- _TASKS TO CARRY OUT_
1. According to the article on the future of the on-demand economy, which two companies did Gone acquire?
2. Continue the article on the future of the on-demand economy from where it stops.

- _DOCUMENT EXTRACT_
***

The on-demand economy is growing exponentially, and this growth does not seem to be going anywhere quickly. Today, countless companies are coining themselves as the “Uber of X” and disrupting the way traditional industries operate to make our lives easier, more efficient, and more convenient. The rapid growth of the on-demand sector proves that consumers crave the “instant gratification” lifestyle and the interest in on-demand services shows no signs of slowing down.
The on-demand space is known for making life easier for us all, so what does the future hold for this exciting space? Here are three predictions for the future of the on-demand economy in the new year.
1. The Consolidation of On-Demand Marketplaces – There are so many new on-demand services appearing seemingly every day. Often, several of these are for the exact same service — whether in the same or different cities. However, this trend of competition is set to fade out relatively soon. We will start to see industry leaders appear and begin to acquire many of the smaller competing companies that offer the same or similar services.
A prime example of this is our recent acquisition of Yardsale and FOBO. Both Yardsale and FOBO were service-based companies designed to help consumers sell their unwanted items (mainly electronics), and our acquisition was one of the many steps we’ve taken to consolidate the second-hand consumer electronics marketplace and maintain Gone’s foothold as a leader in this space. This trend is set to continue across many other industries as well until a monopoly exists (think Uber) for each primary on-demand service offered — whether it’s on-demand laundry service, dog-walking, etc.

***

- _EXTRACTED DATA_
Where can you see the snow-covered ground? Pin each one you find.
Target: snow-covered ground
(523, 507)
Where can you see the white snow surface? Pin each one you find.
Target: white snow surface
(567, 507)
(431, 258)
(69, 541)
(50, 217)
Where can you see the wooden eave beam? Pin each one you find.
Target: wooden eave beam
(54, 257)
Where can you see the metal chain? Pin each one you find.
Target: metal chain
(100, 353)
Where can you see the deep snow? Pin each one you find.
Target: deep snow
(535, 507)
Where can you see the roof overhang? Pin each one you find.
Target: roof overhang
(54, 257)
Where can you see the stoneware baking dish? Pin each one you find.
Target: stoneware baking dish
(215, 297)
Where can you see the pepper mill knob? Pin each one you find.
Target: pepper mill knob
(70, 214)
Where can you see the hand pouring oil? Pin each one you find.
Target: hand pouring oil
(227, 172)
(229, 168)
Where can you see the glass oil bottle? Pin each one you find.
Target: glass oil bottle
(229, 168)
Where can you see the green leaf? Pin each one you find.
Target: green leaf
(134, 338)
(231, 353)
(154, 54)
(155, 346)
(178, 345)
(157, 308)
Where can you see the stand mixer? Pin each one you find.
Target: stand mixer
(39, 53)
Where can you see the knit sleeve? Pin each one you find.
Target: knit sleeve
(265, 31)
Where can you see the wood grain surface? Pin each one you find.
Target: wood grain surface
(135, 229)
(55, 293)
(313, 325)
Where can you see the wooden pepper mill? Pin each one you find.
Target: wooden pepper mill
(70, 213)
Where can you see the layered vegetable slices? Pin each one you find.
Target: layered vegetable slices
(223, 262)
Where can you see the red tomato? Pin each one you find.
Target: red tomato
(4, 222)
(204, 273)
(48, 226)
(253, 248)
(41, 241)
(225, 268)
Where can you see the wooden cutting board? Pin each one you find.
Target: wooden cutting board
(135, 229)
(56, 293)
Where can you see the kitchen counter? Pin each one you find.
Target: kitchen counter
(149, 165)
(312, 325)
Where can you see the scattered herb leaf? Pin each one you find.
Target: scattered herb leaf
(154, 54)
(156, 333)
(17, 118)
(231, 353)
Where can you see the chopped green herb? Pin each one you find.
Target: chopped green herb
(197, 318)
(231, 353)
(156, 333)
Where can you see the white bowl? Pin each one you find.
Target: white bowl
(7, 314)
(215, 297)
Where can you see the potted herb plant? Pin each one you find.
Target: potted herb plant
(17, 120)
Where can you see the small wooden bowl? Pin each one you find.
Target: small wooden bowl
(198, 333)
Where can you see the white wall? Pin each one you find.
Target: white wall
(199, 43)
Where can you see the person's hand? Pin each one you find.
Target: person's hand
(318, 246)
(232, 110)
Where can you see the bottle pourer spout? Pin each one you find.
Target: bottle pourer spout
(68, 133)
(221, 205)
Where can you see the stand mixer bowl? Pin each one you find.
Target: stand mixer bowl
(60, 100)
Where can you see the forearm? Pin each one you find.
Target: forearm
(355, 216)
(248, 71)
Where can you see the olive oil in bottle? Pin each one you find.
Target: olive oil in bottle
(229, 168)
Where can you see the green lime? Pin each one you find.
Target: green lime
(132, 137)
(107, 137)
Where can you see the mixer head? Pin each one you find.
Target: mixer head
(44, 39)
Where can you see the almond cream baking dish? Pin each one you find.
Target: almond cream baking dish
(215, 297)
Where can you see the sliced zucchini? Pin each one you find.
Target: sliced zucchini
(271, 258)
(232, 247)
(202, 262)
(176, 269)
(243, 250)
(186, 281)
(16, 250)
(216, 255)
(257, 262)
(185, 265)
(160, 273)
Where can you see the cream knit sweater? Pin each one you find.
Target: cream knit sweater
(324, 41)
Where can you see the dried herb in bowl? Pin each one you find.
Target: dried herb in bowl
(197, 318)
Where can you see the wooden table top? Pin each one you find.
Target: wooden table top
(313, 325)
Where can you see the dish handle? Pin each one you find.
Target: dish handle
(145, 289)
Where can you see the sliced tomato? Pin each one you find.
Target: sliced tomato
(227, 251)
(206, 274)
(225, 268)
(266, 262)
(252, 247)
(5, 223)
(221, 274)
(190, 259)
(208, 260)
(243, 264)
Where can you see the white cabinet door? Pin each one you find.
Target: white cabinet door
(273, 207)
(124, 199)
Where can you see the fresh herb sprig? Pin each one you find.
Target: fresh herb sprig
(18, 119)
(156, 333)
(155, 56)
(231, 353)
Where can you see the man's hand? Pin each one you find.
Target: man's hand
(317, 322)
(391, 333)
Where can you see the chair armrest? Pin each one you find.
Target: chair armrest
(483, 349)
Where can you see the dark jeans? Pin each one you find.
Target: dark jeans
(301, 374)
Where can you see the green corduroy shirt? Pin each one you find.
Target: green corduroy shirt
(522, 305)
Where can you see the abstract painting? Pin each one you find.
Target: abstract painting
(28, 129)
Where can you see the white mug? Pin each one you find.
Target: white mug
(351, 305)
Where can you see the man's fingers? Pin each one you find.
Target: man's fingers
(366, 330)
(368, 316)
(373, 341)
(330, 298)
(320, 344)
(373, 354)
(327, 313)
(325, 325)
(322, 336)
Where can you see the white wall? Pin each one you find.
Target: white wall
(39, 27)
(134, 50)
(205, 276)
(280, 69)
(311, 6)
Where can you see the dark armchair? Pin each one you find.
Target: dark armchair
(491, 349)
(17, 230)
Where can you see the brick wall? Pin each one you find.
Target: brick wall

***

- _EXPECTED RESULTS_
1. Yardsale and FOBO.

2.
2. On-Demand Services Will Partner Up – Creative on-demand partnerships are on the rise as on-demand services have figured out how to package their services together to provide consumers with the best product possible. Think of it as the next step in the trend of traditional retailers partnering with Postmates, or hotels partnering with Uber.
For example, an on-demand dinner reservation app could partner with an on-demand child care app to provide parents with an effortless night out. These types of partnerships would save consumers loads of time. You will no longer need to find each of these on-demand services separately or waste time organizing the logistics of both services. It will also be an extremely beneficial way for on-demand services to increase sales separately.
3. Increased Speed – On-demand services are going to need to operate even faster as the standards for timeliness are constantly pushing the limits of what is physically possible.
Giants such as Amazon and Google have already begun offering various on-demand delivery services — from same-day to as little as an hour.
“Same-day and same-hour delivery have the potential to open an entirely new retail segment to Amazon—the instant gratification market,” Gene Munster, a Piper Jaffray analyst tells the WSJ. “Traditional retailers have historically enjoyed in-store pickup as a competitive advantage over Amazon—that advantage is slowly going away.”
The high standards set by companies like Amazon will have major effects on smaller on-demand services and the ways they will need to compete in this new ultra-competitive environment. Competing on-demand services will be at war until the faster, more efficient service emerges and we see the consolidation of these marketplaces take place (as mentioned above).
These trends will take some time to emerge, but the latter two predictions should be very exciting to end-consumers as we will see faster, more efficient on-demand services come forth.